── Passage shown

This book addresses various aspects of the decentralized frameworks in future power systems where challenges including great complexity, dimensionality, uncertainties, and the curse of big data will be created. These challenges have been the basis and motivation for preparing the book aiming at graduate students and the power industry engineers and experts intending to become familiar and/or update their knowledge and skills related to energy industry transformation.

It is a pleasure to acknowledge all the contributors of the book chapters for sharing their knowledge and experience through the creation of this edition.

1: Energy transformation and decentralization in future power systems

Fereidoon P. Sioshansia; Reza Zamanib; Mohsen Parsa Moghaddamb    a Menlo Energy Economics Energy Consultant, Walnut Creek, CA, United States

b Faculty of Electrical and Computer Engineering, Tarbiat Modares University, Tehran, Iran

Abstract

Future sustainable world will be realized when certain issues such as low-carbon generation, digitalization, and decentralization become a strategic proclamation of energy policy makers. This trend urges energy industries toward the deployment of disparate energy sources with considerable emphasis on renewables with decentralized nature. In such circumstances, future power systems will be faced with a great complexity, dimensionality, uncertainties, and curse of big data. Challenges in this environment have been the basis and motivation for this chapter and other chapters of the book. Traditional decision-making in power systems is done with a centralized approach, as this approach has faced many problems with the complexity of the network and the penetration of distributed energy resources (DERs) in present power industries. In such an environment, the utilization of decentralized decision-making (DDM) in future power systems to tackle far more sophisticated issues and problems will be an attractive and a relevant framework. In this chapter, first, a brief overview of energy trend in future is addressed and then in the remaining parts of the chapter, the DDM approach and its applications in future power systems are discussed. One of the issues that become more important with the expansion of DERs is the increase in information and the complexity of the network. Information security is another challenge in future power systems whereby entities are reluctant to share their information with users and as a result the decision-making process will face a high degree of complexity. Increased data in the system is another challenge for future power systems. Extracting and analyzing the required information is a time-consuming and complex process. All of these issues complicate future power systems, which necessitates addressing the concept of decentralized frameworks for future power systems. This chapter and particularly the book provide a comprehensive breakdown of the future power system contexts including applications of DDM approach in future power systems.

Keywords

Decentralized decision-making; Energy transformation; Future power system; Transactive energy; System of systems

1: Introduction

Energy transformation is addressed as a global trend to more sustainable world and future. Zero-emission targets pave the way to reach this goal with brilliant presence of renewable energy resources. Obviously, transforming the structure of the energy industries including power systems to decentralized frameworks is inevitable. Challenges and issues in future power systems can be met by managing the evolution of the grid as a system of systems (SOS) [1]. The growing complexity of the future power system and also decentralized nature of the data and information in this environment urge moving toward decentralized decision-making (DDM) in the future power system that can be tackled as decentralized framework approaches. In addition, the conventional decision-making approaches in which the problems are solved in a centralized manner can fail particularly for large-scale systems with problems of large size. Modeling and solving the large-scale problems are often an arduous work which requires intensive data. However, extensive data communications lead to security concerns and the privacy as well. In such cases, the problem should be solved based on decentralized algorithms by several dispersed decision makers in which their communication and computational resources are limited but coordinated. The main challenge is defining decision polices with a specified structure using distributed algorithms to solve large-scale power system problems. This approach can be applied for several aspects of power system engineering including operation, planning, and control problems. Disruption in future power system due to the presence of new technologies supported by big data issues and security of cyber physical systems stimulates researches to tackle the raised challenges in a decentralized manner. The DDM have recently attracted considerable interest from researchers in the field of power system.

────

### What to work on:
1. In the passage on decentralized power systems, which readers is the book aimed at?
2. Repeat the passage on decentralized power systems, renaming "contributors" as "authors", beginning at the words "It is a pleasure" and stopping after "of this edition.".
The listing after this text plays no part in any task.

── Dataset content

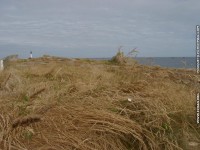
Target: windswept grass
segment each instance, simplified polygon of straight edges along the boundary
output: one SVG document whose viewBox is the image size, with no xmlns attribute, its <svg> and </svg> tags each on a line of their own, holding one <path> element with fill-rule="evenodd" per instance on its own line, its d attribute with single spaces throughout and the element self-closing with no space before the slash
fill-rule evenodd
<svg viewBox="0 0 200 150">
<path fill-rule="evenodd" d="M 194 71 L 44 57 L 0 72 L 0 149 L 199 149 Z"/>
</svg>

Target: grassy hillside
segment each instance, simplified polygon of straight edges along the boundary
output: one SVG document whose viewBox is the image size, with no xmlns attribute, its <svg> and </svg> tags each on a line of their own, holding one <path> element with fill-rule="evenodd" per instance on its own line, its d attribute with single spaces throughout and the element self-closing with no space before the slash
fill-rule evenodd
<svg viewBox="0 0 200 150">
<path fill-rule="evenodd" d="M 195 71 L 38 58 L 0 72 L 0 149 L 199 149 Z"/>
</svg>

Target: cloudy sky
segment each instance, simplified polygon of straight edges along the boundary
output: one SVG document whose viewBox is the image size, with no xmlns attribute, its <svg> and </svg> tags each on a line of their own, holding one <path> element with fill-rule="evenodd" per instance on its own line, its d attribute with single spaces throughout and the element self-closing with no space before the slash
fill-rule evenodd
<svg viewBox="0 0 200 150">
<path fill-rule="evenodd" d="M 0 0 L 0 57 L 195 56 L 200 0 Z"/>
</svg>

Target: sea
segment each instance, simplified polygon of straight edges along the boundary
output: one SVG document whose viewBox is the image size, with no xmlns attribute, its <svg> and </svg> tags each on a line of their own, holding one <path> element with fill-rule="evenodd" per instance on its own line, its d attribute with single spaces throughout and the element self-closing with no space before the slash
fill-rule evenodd
<svg viewBox="0 0 200 150">
<path fill-rule="evenodd" d="M 138 63 L 150 66 L 167 68 L 196 68 L 196 57 L 138 57 L 134 58 Z"/>
<path fill-rule="evenodd" d="M 96 60 L 109 60 L 111 58 L 89 58 Z M 148 66 L 160 66 L 167 68 L 196 68 L 196 57 L 134 57 L 139 64 Z"/>
</svg>

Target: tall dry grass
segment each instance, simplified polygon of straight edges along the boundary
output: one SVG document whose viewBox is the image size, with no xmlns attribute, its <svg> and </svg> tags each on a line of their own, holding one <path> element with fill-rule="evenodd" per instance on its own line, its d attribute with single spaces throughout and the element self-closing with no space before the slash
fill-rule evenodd
<svg viewBox="0 0 200 150">
<path fill-rule="evenodd" d="M 198 149 L 198 78 L 135 63 L 19 60 L 0 73 L 0 149 Z"/>
</svg>

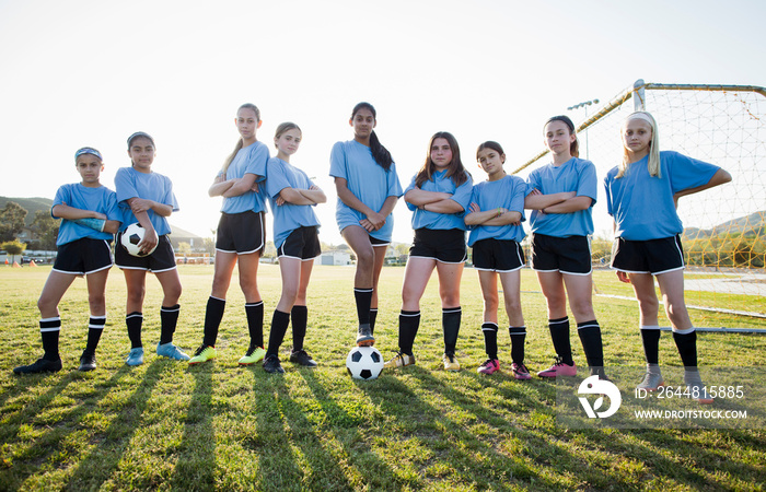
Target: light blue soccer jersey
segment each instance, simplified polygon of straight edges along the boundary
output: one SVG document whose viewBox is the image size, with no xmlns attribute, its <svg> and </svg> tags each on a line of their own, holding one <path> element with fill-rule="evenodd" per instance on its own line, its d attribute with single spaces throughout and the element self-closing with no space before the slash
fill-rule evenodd
<svg viewBox="0 0 766 492">
<path fill-rule="evenodd" d="M 268 164 L 268 148 L 263 142 L 254 142 L 244 149 L 240 149 L 231 164 L 227 168 L 227 179 L 239 179 L 245 174 L 258 176 L 258 191 L 246 191 L 239 197 L 223 198 L 221 212 L 242 213 L 266 211 L 266 165 Z"/>
<path fill-rule="evenodd" d="M 578 197 L 592 199 L 589 208 L 572 213 L 541 213 L 533 210 L 530 215 L 533 233 L 554 237 L 593 234 L 593 206 L 599 181 L 592 162 L 572 157 L 560 166 L 546 164 L 530 173 L 526 184 L 530 191 L 535 188 L 543 195 L 576 191 Z"/>
<path fill-rule="evenodd" d="M 309 176 L 292 164 L 279 157 L 268 162 L 266 190 L 274 212 L 274 244 L 279 248 L 291 232 L 298 227 L 318 226 L 320 220 L 314 213 L 314 206 L 276 203 L 279 192 L 285 188 L 310 189 L 314 186 Z"/>
<path fill-rule="evenodd" d="M 452 195 L 451 200 L 456 201 L 463 211 L 459 213 L 437 213 L 429 212 L 428 210 L 421 210 L 411 203 L 407 203 L 407 208 L 411 210 L 413 213 L 413 229 L 433 229 L 433 230 L 450 230 L 460 229 L 462 231 L 467 231 L 463 216 L 467 213 L 468 207 L 471 206 L 471 192 L 474 188 L 474 181 L 471 179 L 471 175 L 466 173 L 468 179 L 465 180 L 461 186 L 455 186 L 455 181 L 452 178 L 445 178 L 446 169 L 433 173 L 431 176 L 432 180 L 427 180 L 422 184 L 420 189 L 423 191 L 441 191 Z M 405 190 L 407 191 L 415 188 L 415 179 L 417 174 L 413 176 L 413 180 Z"/>
<path fill-rule="evenodd" d="M 374 211 L 380 211 L 388 197 L 402 196 L 402 184 L 396 174 L 396 164 L 391 163 L 386 172 L 372 157 L 370 148 L 356 140 L 337 142 L 329 156 L 329 175 L 344 178 L 349 191 Z M 344 203 L 340 198 L 335 208 L 338 229 L 359 225 L 365 215 Z M 394 214 L 391 213 L 385 224 L 370 235 L 375 239 L 391 242 L 394 231 Z"/>
<path fill-rule="evenodd" d="M 504 176 L 496 181 L 483 181 L 474 185 L 471 202 L 476 203 L 479 210 L 486 212 L 498 208 L 508 209 L 511 212 L 521 213 L 521 222 L 524 216 L 524 197 L 526 197 L 526 183 L 519 176 Z M 468 246 L 481 239 L 515 241 L 521 243 L 526 234 L 524 227 L 519 225 L 474 225 L 468 227 Z"/>
<path fill-rule="evenodd" d="M 128 225 L 138 222 L 127 201 L 131 198 L 156 201 L 170 206 L 174 212 L 178 211 L 178 201 L 173 194 L 173 183 L 167 176 L 154 172 L 141 173 L 132 166 L 120 167 L 115 175 L 115 191 L 117 192 L 117 202 L 123 211 L 120 231 L 125 231 Z M 171 225 L 166 218 L 158 215 L 153 210 L 148 210 L 147 214 L 159 236 L 171 233 Z"/>
<path fill-rule="evenodd" d="M 117 195 L 105 186 L 89 188 L 82 186 L 80 183 L 63 185 L 56 191 L 53 207 L 57 204 L 66 204 L 81 210 L 92 210 L 103 213 L 109 221 L 123 221 L 123 213 L 119 207 L 117 207 Z M 58 219 L 54 215 L 53 207 L 50 208 L 50 215 Z M 84 225 L 76 224 L 72 221 L 63 219 L 58 230 L 56 245 L 61 246 L 73 241 L 82 239 L 83 237 L 109 242 L 114 239 L 112 233 L 98 232 L 94 229 L 85 227 Z"/>
<path fill-rule="evenodd" d="M 618 167 L 604 178 L 606 208 L 617 227 L 616 237 L 649 241 L 681 234 L 673 196 L 678 191 L 707 185 L 719 167 L 677 152 L 660 152 L 660 175 L 649 175 L 649 156 L 628 166 L 617 179 Z"/>
</svg>

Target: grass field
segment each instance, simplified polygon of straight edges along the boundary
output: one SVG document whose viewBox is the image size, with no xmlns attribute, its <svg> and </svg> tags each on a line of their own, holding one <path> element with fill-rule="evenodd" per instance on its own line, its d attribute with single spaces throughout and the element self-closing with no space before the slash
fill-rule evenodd
<svg viewBox="0 0 766 492">
<path fill-rule="evenodd" d="M 54 375 L 16 377 L 13 366 L 42 354 L 36 298 L 49 267 L 0 268 L 0 490 L 763 490 L 766 430 L 572 431 L 556 422 L 555 386 L 517 382 L 508 365 L 483 376 L 481 296 L 467 269 L 462 290 L 459 373 L 441 370 L 436 282 L 422 302 L 417 365 L 378 380 L 348 377 L 355 340 L 352 269 L 317 267 L 310 291 L 305 347 L 316 370 L 287 360 L 283 376 L 237 367 L 247 345 L 244 300 L 232 282 L 219 359 L 188 367 L 151 350 L 159 338 L 161 291 L 148 279 L 146 364 L 128 367 L 125 284 L 114 269 L 109 317 L 98 368 L 77 371 L 85 342 L 85 283 L 61 303 L 61 356 Z M 201 341 L 211 267 L 179 269 L 184 294 L 175 341 Z M 385 268 L 375 347 L 396 349 L 402 268 Z M 614 282 L 597 272 L 596 283 Z M 278 301 L 277 266 L 262 266 L 268 321 Z M 614 285 L 624 289 L 623 285 Z M 553 349 L 545 304 L 530 271 L 522 302 L 531 371 L 548 366 Z M 626 295 L 630 295 L 629 290 Z M 719 296 L 718 302 L 721 301 Z M 731 296 L 730 305 L 763 303 Z M 606 365 L 642 365 L 635 302 L 594 297 Z M 757 318 L 692 312 L 697 326 L 766 328 Z M 502 319 L 502 318 L 501 318 Z M 501 321 L 502 324 L 502 321 Z M 700 365 L 766 366 L 766 337 L 700 333 Z M 501 361 L 510 359 L 500 330 Z M 585 365 L 577 337 L 578 365 Z M 660 361 L 680 365 L 670 335 Z M 583 372 L 584 374 L 584 372 Z"/>
</svg>

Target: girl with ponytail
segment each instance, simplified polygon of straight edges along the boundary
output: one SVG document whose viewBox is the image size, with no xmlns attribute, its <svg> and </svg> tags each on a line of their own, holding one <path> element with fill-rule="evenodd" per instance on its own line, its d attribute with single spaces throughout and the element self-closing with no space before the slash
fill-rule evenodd
<svg viewBox="0 0 766 492">
<path fill-rule="evenodd" d="M 249 347 L 240 359 L 240 365 L 254 364 L 266 354 L 264 302 L 257 282 L 258 261 L 266 244 L 265 179 L 269 160 L 268 148 L 258 142 L 255 136 L 262 122 L 260 112 L 254 104 L 240 106 L 234 118 L 240 140 L 208 190 L 211 197 L 223 197 L 223 204 L 216 236 L 212 291 L 205 311 L 205 337 L 189 364 L 199 364 L 217 356 L 218 328 L 237 263 L 249 330 Z"/>
<path fill-rule="evenodd" d="M 593 312 L 591 248 L 592 210 L 597 180 L 592 162 L 579 159 L 574 124 L 567 116 L 554 116 L 544 127 L 545 145 L 553 161 L 530 173 L 531 190 L 524 207 L 533 209 L 532 269 L 537 274 L 548 311 L 548 329 L 556 362 L 537 373 L 541 377 L 576 376 L 569 341 L 569 308 L 577 323 L 591 375 L 604 375 L 601 326 Z"/>
<path fill-rule="evenodd" d="M 402 196 L 396 165 L 375 134 L 375 118 L 370 103 L 357 104 L 348 121 L 353 140 L 337 142 L 329 157 L 329 175 L 338 194 L 335 216 L 340 234 L 357 256 L 353 296 L 358 345 L 375 342 L 378 280 L 394 229 L 392 212 Z"/>
</svg>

────

### Exercise answers:
1. Graduate students and power industry engineers and experts.

2.
It is a pleasure to acknowledge all the authors of the book chapters for sharing their knowledge and experience through the creation of this edition.